*EXERCISE DIRECTIONS*
Start at the line with "box: [371, 255, 441, 320]" in the records below, stop at the line with "positive clicks: (242, 141)", and return every line in that span exactly, the two end lines included.

*Dataset excerpts*
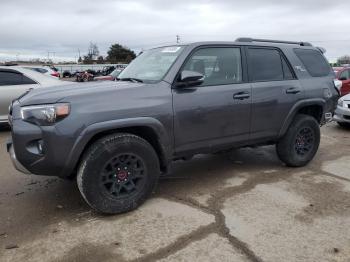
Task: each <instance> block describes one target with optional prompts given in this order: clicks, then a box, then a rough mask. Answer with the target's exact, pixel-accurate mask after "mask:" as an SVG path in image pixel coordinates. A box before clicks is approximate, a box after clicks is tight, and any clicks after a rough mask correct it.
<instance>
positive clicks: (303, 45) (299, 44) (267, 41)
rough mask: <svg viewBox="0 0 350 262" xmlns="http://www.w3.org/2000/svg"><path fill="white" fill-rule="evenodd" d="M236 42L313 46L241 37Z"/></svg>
mask: <svg viewBox="0 0 350 262" xmlns="http://www.w3.org/2000/svg"><path fill="white" fill-rule="evenodd" d="M236 42H264V43H276V44H291V45H300V46H312V44H310V43H308V42H293V41H280V40H268V39H256V38H248V37H241V38H237V39H236Z"/></svg>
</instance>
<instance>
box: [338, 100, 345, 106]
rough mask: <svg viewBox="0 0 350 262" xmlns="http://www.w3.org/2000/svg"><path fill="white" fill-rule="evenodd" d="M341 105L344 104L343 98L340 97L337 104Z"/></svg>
mask: <svg viewBox="0 0 350 262" xmlns="http://www.w3.org/2000/svg"><path fill="white" fill-rule="evenodd" d="M343 105H344V100H343V99H341V98H340V99H339V100H338V106H340V107H343Z"/></svg>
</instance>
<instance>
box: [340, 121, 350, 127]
mask: <svg viewBox="0 0 350 262" xmlns="http://www.w3.org/2000/svg"><path fill="white" fill-rule="evenodd" d="M337 123H338V125H339V126H341V127H344V128H350V124H349V123H344V122H337Z"/></svg>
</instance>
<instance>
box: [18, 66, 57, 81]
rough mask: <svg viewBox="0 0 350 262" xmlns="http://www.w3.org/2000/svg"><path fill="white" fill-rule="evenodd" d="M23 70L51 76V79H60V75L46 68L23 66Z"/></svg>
mask: <svg viewBox="0 0 350 262" xmlns="http://www.w3.org/2000/svg"><path fill="white" fill-rule="evenodd" d="M25 68H27V69H30V70H33V71H36V72H39V73H42V74H44V75H48V76H53V77H58V78H59V77H60V73H59V72H57V71H55V70H53V69H51V68H50V67H48V66H25Z"/></svg>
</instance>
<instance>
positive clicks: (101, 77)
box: [94, 68, 123, 81]
mask: <svg viewBox="0 0 350 262" xmlns="http://www.w3.org/2000/svg"><path fill="white" fill-rule="evenodd" d="M122 71H123V69H121V68H116V69H114V71H113V72H112V73H110V74H109V75H106V76H96V77H94V80H97V81H106V80H110V81H114V80H115V79H116V78H117V77H118V75H119V74H120V73H121V72H122Z"/></svg>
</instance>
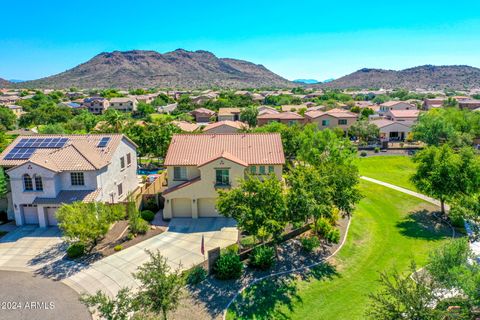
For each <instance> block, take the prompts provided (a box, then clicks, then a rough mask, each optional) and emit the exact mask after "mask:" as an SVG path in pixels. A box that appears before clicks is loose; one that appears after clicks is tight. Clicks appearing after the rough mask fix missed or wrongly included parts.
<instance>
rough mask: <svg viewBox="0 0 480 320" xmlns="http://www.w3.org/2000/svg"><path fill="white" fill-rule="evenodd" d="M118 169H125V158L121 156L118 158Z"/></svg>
mask: <svg viewBox="0 0 480 320" xmlns="http://www.w3.org/2000/svg"><path fill="white" fill-rule="evenodd" d="M120 169H122V170H123V169H125V158H124V157H121V158H120Z"/></svg>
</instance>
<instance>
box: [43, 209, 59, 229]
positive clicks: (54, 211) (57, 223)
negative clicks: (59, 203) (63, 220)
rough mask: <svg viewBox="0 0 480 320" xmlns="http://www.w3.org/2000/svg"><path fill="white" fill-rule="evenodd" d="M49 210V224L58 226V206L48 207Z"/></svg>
mask: <svg viewBox="0 0 480 320" xmlns="http://www.w3.org/2000/svg"><path fill="white" fill-rule="evenodd" d="M46 210H47V224H48V225H49V226H56V225H57V224H58V221H57V217H56V216H55V213H56V212H57V210H58V208H46Z"/></svg>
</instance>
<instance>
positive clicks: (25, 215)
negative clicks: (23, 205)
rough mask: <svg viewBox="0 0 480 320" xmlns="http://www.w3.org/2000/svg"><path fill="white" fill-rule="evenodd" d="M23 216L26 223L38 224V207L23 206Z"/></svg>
mask: <svg viewBox="0 0 480 320" xmlns="http://www.w3.org/2000/svg"><path fill="white" fill-rule="evenodd" d="M23 217H24V219H25V224H38V212H37V207H27V206H24V207H23Z"/></svg>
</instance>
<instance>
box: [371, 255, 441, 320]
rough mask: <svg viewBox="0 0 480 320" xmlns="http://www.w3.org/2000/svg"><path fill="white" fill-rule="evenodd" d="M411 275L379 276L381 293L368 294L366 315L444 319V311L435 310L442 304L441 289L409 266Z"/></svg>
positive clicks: (425, 318) (386, 274)
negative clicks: (369, 298) (440, 301)
mask: <svg viewBox="0 0 480 320" xmlns="http://www.w3.org/2000/svg"><path fill="white" fill-rule="evenodd" d="M410 271H411V272H412V276H411V277H410V276H408V275H402V274H400V273H399V272H398V271H396V270H395V271H393V272H392V273H385V272H384V273H382V274H381V275H380V284H381V290H380V292H377V293H371V294H369V298H370V306H369V307H368V309H367V316H368V317H369V318H371V319H383V320H399V319H406V320H420V319H422V320H436V319H443V312H442V311H439V310H436V309H434V308H432V306H434V305H436V304H437V303H438V302H439V301H440V298H439V295H438V294H437V289H438V286H437V285H436V283H435V282H434V281H432V280H431V279H430V278H429V277H428V275H426V274H424V273H417V272H416V266H415V264H414V263H412V265H411V267H410Z"/></svg>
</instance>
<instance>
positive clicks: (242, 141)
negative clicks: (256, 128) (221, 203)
mask: <svg viewBox="0 0 480 320" xmlns="http://www.w3.org/2000/svg"><path fill="white" fill-rule="evenodd" d="M284 164H285V156H284V154H283V147H282V140H281V138H280V134H278V133H252V134H238V133H237V134H179V135H178V134H177V135H174V136H173V138H172V143H171V144H170V147H169V148H168V151H167V156H166V157H165V162H164V165H165V166H166V168H167V176H168V177H169V178H168V186H167V189H166V190H165V191H163V193H162V195H163V197H164V198H165V207H164V209H163V217H164V218H165V219H170V218H202V217H218V216H219V213H218V211H217V209H216V202H217V198H218V190H226V189H230V188H235V187H237V186H238V184H239V180H240V179H243V178H245V175H246V174H247V173H249V174H252V175H257V176H266V175H268V174H274V175H275V176H276V177H277V178H278V179H279V180H280V179H282V167H283V165H284Z"/></svg>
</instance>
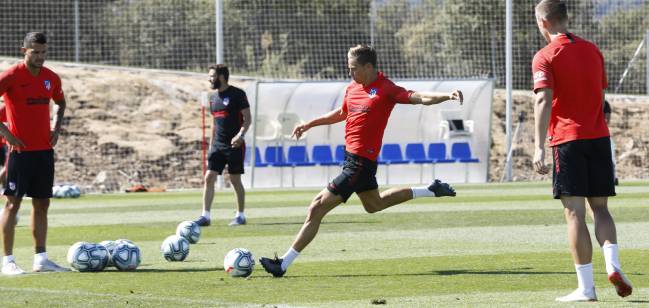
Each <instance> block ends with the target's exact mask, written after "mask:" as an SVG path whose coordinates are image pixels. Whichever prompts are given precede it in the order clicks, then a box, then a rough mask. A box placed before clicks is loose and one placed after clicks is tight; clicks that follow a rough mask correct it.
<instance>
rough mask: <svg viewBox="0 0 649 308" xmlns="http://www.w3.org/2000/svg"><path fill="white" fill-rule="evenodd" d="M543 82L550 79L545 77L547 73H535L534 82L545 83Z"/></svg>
mask: <svg viewBox="0 0 649 308" xmlns="http://www.w3.org/2000/svg"><path fill="white" fill-rule="evenodd" d="M543 80H548V78H547V77H545V72H543V71H538V72H536V73H534V82H539V81H543Z"/></svg>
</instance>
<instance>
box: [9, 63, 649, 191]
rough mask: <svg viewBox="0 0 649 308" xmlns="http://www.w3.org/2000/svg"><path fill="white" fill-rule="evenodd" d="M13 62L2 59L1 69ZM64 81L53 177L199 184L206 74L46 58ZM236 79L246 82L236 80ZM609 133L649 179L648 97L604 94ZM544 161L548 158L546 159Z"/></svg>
mask: <svg viewBox="0 0 649 308" xmlns="http://www.w3.org/2000/svg"><path fill="white" fill-rule="evenodd" d="M14 63H16V60H15V59H0V70H4V69H6V68H7V67H9V66H10V65H12V64H14ZM47 65H48V66H49V67H51V68H52V69H53V70H54V71H55V72H57V73H58V74H59V75H60V76H61V77H62V79H63V88H64V91H65V93H66V98H67V101H68V110H67V112H66V117H65V122H64V130H63V133H62V136H61V140H60V142H59V145H58V146H57V154H58V161H57V182H59V183H66V182H72V183H77V184H81V185H82V186H83V187H84V188H85V189H86V190H92V191H111V190H119V189H123V188H124V187H126V186H128V185H130V184H133V183H144V184H147V185H149V186H163V187H166V188H187V187H199V186H200V185H201V177H200V171H201V164H200V162H201V138H202V137H201V136H202V133H201V129H200V128H201V111H200V107H199V106H200V104H199V101H200V97H201V93H202V91H205V89H206V86H207V82H206V76H205V75H201V74H190V73H177V72H161V71H151V70H136V69H119V68H106V67H93V66H76V65H68V64H61V63H52V62H48V64H47ZM234 83H235V84H237V85H240V86H245V85H244V84H242V83H241V82H236V81H234ZM609 101H611V103H612V107H613V116H612V123H611V131H612V134H613V136H614V140H615V142H616V144H617V148H618V152H617V158H618V175H619V177H620V178H621V179H627V178H649V163H648V162H649V126H644V124H647V123H649V112H648V110H649V98H647V97H625V96H612V97H609ZM504 107H505V102H504V92H503V91H502V90H498V91H496V92H495V95H494V108H493V110H494V117H493V123H492V138H493V146H492V149H491V163H490V168H491V170H490V172H489V173H490V179H491V181H499V180H500V178H501V176H502V170H503V166H504V160H505V151H504V148H505V147H504V142H505V126H504V123H505V120H504V119H505V112H504V110H505V108H504ZM532 108H533V106H532V96H531V92H529V91H519V92H516V93H515V94H514V115H515V117H516V116H517V115H518V114H520V112H526V114H527V117H526V120H527V121H525V122H524V124H523V126H522V130H521V134H520V138H519V139H518V142H517V146H516V148H515V152H514V166H515V170H514V175H515V178H516V179H518V180H536V179H541V178H542V177H541V176H538V175H536V174H534V173H533V172H532V171H531V155H532V153H533V151H532V146H531V145H532V141H533V113H532ZM548 161H549V159H548Z"/></svg>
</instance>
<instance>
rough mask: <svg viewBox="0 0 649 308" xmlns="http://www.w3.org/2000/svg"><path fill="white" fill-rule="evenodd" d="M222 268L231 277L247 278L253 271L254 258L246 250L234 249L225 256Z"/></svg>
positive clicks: (249, 252) (247, 250)
mask: <svg viewBox="0 0 649 308" xmlns="http://www.w3.org/2000/svg"><path fill="white" fill-rule="evenodd" d="M223 268H224V269H225V271H226V272H227V273H228V274H230V276H232V277H248V276H250V274H252V271H253V270H254V269H255V258H254V257H253V255H252V253H251V252H250V251H249V250H248V249H244V248H235V249H232V250H230V252H228V254H227V255H225V259H224V260H223Z"/></svg>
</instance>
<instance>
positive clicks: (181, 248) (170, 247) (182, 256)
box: [160, 235, 189, 262]
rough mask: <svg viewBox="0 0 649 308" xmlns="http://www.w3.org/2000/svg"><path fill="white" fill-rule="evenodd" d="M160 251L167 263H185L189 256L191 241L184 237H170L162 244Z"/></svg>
mask: <svg viewBox="0 0 649 308" xmlns="http://www.w3.org/2000/svg"><path fill="white" fill-rule="evenodd" d="M160 251H162V256H163V257H165V259H166V260H167V261H172V262H174V261H184V260H185V258H187V256H188V255H189V241H188V240H187V239H186V238H184V237H182V236H178V235H170V236H168V237H167V238H166V239H165V240H164V241H163V242H162V246H160Z"/></svg>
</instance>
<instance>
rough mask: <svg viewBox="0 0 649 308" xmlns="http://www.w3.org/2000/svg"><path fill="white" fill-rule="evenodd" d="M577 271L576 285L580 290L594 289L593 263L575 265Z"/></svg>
mask: <svg viewBox="0 0 649 308" xmlns="http://www.w3.org/2000/svg"><path fill="white" fill-rule="evenodd" d="M575 270H576V271H577V284H578V285H579V289H581V290H590V289H592V288H594V287H595V281H594V280H593V263H588V264H575Z"/></svg>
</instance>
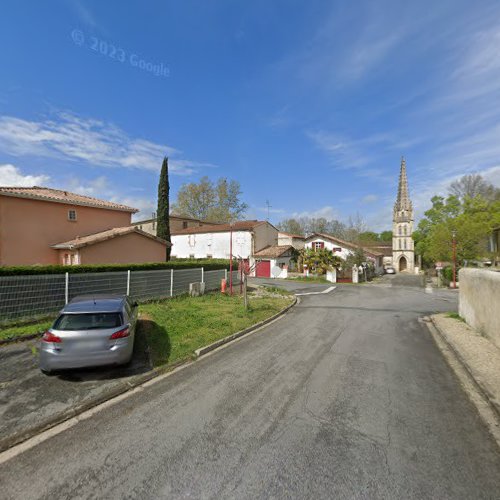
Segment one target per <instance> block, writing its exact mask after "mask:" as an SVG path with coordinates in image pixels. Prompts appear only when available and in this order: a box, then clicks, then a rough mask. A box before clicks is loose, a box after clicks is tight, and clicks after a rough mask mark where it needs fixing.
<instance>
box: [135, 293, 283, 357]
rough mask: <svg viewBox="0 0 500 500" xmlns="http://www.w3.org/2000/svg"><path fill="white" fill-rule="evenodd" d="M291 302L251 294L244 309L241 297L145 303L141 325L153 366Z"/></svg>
mask: <svg viewBox="0 0 500 500" xmlns="http://www.w3.org/2000/svg"><path fill="white" fill-rule="evenodd" d="M290 302H291V298H288V297H283V298H281V297H262V298H261V297H258V298H257V297H252V298H251V299H250V307H249V309H248V311H245V309H244V307H243V298H242V297H241V296H232V297H230V296H226V295H222V294H208V295H203V296H202V297H178V298H173V299H169V300H166V301H163V302H157V303H149V304H144V305H142V306H141V309H140V312H141V320H142V321H141V328H144V330H143V332H144V333H145V336H146V340H147V342H148V345H149V348H150V353H151V358H152V362H153V365H154V366H158V365H162V364H165V363H167V362H168V363H176V362H179V361H182V360H185V359H188V358H190V357H191V356H192V355H193V353H194V351H195V350H196V349H198V348H200V347H203V346H205V345H207V344H210V343H212V342H215V341H216V340H219V339H221V338H224V337H227V336H228V335H231V334H232V333H235V332H237V331H239V330H243V329H244V328H247V327H249V326H252V325H253V324H255V323H258V322H259V321H262V320H264V319H266V318H269V317H270V316H272V315H273V314H276V313H277V312H279V311H280V310H281V309H283V308H284V307H286V306H287V305H288V304H290Z"/></svg>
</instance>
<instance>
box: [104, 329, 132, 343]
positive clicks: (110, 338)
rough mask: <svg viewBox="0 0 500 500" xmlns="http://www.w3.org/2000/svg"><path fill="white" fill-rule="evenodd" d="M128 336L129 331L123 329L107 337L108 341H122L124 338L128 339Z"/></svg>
mask: <svg viewBox="0 0 500 500" xmlns="http://www.w3.org/2000/svg"><path fill="white" fill-rule="evenodd" d="M129 335H130V331H129V329H128V327H127V328H124V329H123V330H119V331H118V332H115V333H113V335H111V337H109V339H110V340H114V339H123V338H125V337H128V336H129Z"/></svg>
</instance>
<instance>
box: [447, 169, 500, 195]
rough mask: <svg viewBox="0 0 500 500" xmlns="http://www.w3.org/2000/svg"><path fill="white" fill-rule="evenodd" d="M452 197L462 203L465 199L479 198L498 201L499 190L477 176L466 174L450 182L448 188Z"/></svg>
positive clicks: (479, 176)
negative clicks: (477, 197) (458, 198)
mask: <svg viewBox="0 0 500 500" xmlns="http://www.w3.org/2000/svg"><path fill="white" fill-rule="evenodd" d="M448 189H449V191H450V193H451V194H452V195H453V196H456V197H457V198H459V199H460V200H462V201H464V200H465V199H466V198H475V197H476V196H481V197H483V198H484V199H485V200H487V201H495V200H499V199H500V189H498V188H496V187H495V186H493V184H491V183H490V182H488V181H486V180H484V179H483V177H482V176H481V175H479V174H468V175H464V176H462V177H461V178H460V179H458V180H456V181H454V182H452V183H451V184H450V187H449V188H448Z"/></svg>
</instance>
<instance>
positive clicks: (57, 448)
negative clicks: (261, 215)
mask: <svg viewBox="0 0 500 500" xmlns="http://www.w3.org/2000/svg"><path fill="white" fill-rule="evenodd" d="M455 308H456V294H454V293H453V292H450V293H440V294H439V295H434V294H426V293H425V292H424V291H423V290H422V289H418V288H405V287H390V286H385V285H381V286H377V285H362V286H348V285H346V286H339V287H338V288H337V289H336V290H334V291H333V292H331V293H329V294H321V295H310V296H304V297H302V301H301V304H300V305H298V306H297V307H295V308H294V309H292V310H291V311H290V312H289V313H288V314H287V315H286V316H285V317H284V318H283V319H281V320H279V321H277V322H275V323H273V324H271V325H269V326H268V327H266V328H264V329H263V330H261V331H259V332H258V333H255V334H253V335H250V336H248V337H246V338H243V339H242V340H240V341H238V342H236V343H234V344H232V345H230V346H228V347H227V348H225V349H222V350H220V351H216V352H215V353H213V354H211V355H209V356H208V357H206V358H204V359H202V360H200V361H198V362H196V363H194V364H192V365H191V366H190V367H188V368H186V369H184V370H182V371H180V372H177V373H175V374H174V375H172V376H171V377H168V378H166V379H164V380H162V381H160V382H158V383H156V384H154V385H152V386H150V387H148V388H147V389H145V390H143V391H142V392H139V393H137V394H135V395H133V396H131V397H130V398H128V399H126V400H124V401H122V402H120V403H118V404H116V405H114V406H112V407H110V408H107V409H105V410H103V411H101V412H99V413H97V414H96V415H94V416H93V417H92V418H89V419H87V420H84V421H82V422H80V423H78V424H77V425H75V426H74V427H72V428H71V429H69V430H67V431H65V432H63V433H61V434H58V435H57V436H55V437H53V438H51V439H49V440H47V441H45V442H43V443H41V444H39V445H38V446H36V447H34V448H32V449H30V450H28V451H26V452H24V453H23V454H21V455H18V456H17V457H14V458H13V459H11V460H9V461H8V462H5V463H3V464H2V465H0V485H1V488H0V496H1V497H2V498H4V499H10V498H12V499H14V498H15V499H18V498H23V499H30V498H47V499H49V498H50V499H57V498H252V499H253V498H314V499H316V498H405V499H406V498H418V499H423V498H433V499H437V498H439V499H445V498H453V499H457V498H464V499H471V498H474V499H476V498H489V499H491V498H498V497H499V492H500V453H499V452H498V449H497V448H496V444H495V442H494V441H493V440H492V439H491V438H490V436H489V434H488V433H487V430H486V428H485V427H484V426H483V424H482V422H481V421H480V420H479V417H478V415H477V413H476V411H475V409H474V407H473V406H472V405H471V404H470V402H469V401H468V399H467V397H466V396H465V394H464V393H463V392H462V390H461V388H460V386H459V384H458V382H457V381H456V379H455V378H454V375H453V374H452V373H451V371H450V369H449V368H448V366H447V365H446V363H445V361H444V360H443V358H442V357H441V354H440V353H439V351H438V350H437V348H436V347H435V346H434V344H433V341H432V338H431V336H430V334H429V332H428V331H427V329H426V326H425V325H423V324H421V323H419V322H418V321H417V318H418V317H419V316H422V315H423V314H428V313H431V312H435V311H443V310H451V309H455Z"/></svg>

*ANSWER SECTION*
box: [371, 255, 441, 320]
rough mask: <svg viewBox="0 0 480 320" xmlns="http://www.w3.org/2000/svg"><path fill="white" fill-rule="evenodd" d="M411 275L379 276L381 293L368 294L366 315L444 319V311L435 310L442 304L441 289L409 266Z"/></svg>
positive clicks: (425, 318) (386, 274)
negative clicks: (369, 298) (440, 301)
mask: <svg viewBox="0 0 480 320" xmlns="http://www.w3.org/2000/svg"><path fill="white" fill-rule="evenodd" d="M410 271H411V272H412V276H411V277H410V276H408V275H402V274H400V273H399V272H398V271H396V270H395V271H393V272H392V273H385V272H384V273H382V274H381V275H380V284H381V290H380V292H377V293H371V294H369V298H370V306H369V307H368V309H367V316H368V317H369V318H371V319H383V320H399V319H406V320H420V319H422V320H436V319H443V312H442V311H439V310H436V309H434V308H432V306H434V305H436V304H437V303H438V302H439V301H440V298H439V295H438V294H437V289H438V286H437V285H436V283H435V282H434V281H432V280H431V279H430V278H429V277H428V275H426V274H424V273H417V272H416V266H415V264H414V263H412V265H411V267H410Z"/></svg>
</instance>
<instance>
positive clicks: (242, 141)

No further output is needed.